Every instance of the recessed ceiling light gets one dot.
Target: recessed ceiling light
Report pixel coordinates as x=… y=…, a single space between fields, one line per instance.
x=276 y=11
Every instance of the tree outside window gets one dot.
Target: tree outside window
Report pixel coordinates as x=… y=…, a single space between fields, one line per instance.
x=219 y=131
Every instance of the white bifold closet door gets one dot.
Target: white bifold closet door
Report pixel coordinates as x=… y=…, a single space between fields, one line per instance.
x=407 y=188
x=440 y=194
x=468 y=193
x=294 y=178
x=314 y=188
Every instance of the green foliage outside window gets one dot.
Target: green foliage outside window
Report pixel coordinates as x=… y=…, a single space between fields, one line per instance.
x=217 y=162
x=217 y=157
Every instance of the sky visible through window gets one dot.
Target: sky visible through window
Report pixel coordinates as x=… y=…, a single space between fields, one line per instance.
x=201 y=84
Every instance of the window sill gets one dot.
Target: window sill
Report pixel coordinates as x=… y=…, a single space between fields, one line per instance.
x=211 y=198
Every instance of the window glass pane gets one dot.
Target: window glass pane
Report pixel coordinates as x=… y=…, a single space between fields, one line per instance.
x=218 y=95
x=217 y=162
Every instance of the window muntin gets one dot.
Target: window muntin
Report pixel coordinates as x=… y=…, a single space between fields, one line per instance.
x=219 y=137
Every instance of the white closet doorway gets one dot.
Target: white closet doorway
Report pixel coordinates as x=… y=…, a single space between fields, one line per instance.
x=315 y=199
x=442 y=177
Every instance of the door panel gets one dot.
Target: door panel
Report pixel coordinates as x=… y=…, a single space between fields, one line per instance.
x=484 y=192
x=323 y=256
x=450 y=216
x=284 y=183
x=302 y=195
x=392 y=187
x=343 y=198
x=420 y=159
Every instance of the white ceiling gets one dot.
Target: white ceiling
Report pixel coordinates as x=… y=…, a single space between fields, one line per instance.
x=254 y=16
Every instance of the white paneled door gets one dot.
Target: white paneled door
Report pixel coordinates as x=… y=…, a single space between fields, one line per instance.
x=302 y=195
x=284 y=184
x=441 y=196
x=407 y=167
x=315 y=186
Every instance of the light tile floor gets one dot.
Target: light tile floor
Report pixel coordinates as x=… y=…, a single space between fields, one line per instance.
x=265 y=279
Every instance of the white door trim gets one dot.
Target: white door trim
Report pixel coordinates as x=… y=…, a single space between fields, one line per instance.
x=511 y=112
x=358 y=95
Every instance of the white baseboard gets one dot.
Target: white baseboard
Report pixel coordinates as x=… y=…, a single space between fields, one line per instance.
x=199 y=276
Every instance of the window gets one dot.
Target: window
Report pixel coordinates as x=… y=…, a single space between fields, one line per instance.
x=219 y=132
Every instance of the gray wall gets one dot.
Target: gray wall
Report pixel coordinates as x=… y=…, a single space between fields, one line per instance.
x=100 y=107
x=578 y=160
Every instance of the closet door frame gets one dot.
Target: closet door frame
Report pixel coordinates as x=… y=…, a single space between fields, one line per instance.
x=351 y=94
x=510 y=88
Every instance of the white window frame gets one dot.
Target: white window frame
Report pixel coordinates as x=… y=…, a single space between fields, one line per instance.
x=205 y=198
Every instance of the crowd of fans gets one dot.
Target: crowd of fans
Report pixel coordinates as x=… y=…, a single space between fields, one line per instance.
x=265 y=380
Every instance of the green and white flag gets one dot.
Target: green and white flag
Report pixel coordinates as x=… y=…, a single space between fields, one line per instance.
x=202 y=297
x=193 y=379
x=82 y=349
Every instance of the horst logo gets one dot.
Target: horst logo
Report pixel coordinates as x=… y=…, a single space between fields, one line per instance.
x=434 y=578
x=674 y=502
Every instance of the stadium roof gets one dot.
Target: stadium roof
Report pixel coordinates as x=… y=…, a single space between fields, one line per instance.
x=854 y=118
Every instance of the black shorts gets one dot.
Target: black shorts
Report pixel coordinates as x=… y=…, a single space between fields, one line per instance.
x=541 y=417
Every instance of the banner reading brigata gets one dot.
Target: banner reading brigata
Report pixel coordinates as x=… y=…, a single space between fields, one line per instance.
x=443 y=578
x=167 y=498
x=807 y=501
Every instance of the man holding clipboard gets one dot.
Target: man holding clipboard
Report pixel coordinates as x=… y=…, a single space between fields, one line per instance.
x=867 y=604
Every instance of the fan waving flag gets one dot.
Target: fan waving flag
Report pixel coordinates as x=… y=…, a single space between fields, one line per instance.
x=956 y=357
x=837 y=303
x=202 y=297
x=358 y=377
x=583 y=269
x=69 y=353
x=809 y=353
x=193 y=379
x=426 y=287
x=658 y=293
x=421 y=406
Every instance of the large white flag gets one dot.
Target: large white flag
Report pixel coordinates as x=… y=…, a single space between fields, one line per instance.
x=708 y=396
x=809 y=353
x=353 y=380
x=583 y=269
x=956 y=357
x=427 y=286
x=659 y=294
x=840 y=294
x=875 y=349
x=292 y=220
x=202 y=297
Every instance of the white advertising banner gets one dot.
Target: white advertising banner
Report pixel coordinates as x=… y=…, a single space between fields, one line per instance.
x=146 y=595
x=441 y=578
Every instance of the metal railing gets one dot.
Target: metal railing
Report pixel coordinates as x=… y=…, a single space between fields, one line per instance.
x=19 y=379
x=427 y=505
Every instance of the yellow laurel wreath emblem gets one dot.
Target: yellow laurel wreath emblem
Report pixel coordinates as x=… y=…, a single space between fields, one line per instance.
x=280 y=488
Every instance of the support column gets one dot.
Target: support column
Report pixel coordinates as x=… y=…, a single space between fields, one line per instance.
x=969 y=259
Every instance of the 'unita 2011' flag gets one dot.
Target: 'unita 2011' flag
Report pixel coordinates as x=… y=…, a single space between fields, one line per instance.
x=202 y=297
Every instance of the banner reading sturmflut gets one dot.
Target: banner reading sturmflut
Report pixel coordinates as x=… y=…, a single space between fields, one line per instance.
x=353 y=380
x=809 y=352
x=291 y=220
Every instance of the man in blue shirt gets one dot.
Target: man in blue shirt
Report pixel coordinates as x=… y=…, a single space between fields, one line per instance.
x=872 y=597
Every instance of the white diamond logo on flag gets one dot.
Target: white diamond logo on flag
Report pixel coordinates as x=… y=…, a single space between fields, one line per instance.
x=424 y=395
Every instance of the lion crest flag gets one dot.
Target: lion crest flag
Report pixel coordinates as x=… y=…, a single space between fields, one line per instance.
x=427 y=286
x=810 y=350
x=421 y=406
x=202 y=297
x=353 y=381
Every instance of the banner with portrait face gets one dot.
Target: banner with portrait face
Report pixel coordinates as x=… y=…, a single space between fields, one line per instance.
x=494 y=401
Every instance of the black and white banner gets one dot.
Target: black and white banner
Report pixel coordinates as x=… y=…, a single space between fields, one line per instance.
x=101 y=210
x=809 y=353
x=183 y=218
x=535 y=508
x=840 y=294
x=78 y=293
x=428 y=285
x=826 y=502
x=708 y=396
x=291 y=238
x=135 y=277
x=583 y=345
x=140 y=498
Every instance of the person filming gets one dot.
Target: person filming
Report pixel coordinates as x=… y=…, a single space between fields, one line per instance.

The exercise: Rewrite the rows starting with the line containing "Every instance of the door" and going on through the line containing "x=315 y=186", changing "door panel" to "door section" and leaving everything else unchanged.

The completed task:
Every instance of the door section gets one dot.
Target: door section
Report pixel coordinates as x=… y=…, a single space between fields, one line per instance.
x=484 y=192
x=323 y=256
x=450 y=216
x=284 y=183
x=302 y=195
x=392 y=187
x=343 y=198
x=420 y=159
Every instance of the white ceiling gets one dot.
Target: white ceiling
Report pixel coordinates as x=… y=…, a single space between fields, one line per instance.
x=254 y=16
Every instance of the white paneled door gets one dot.
Target: white paneled door
Report pixel coordinates as x=… y=…, a single space between fields, one line per instance.
x=302 y=195
x=284 y=184
x=441 y=196
x=407 y=167
x=315 y=186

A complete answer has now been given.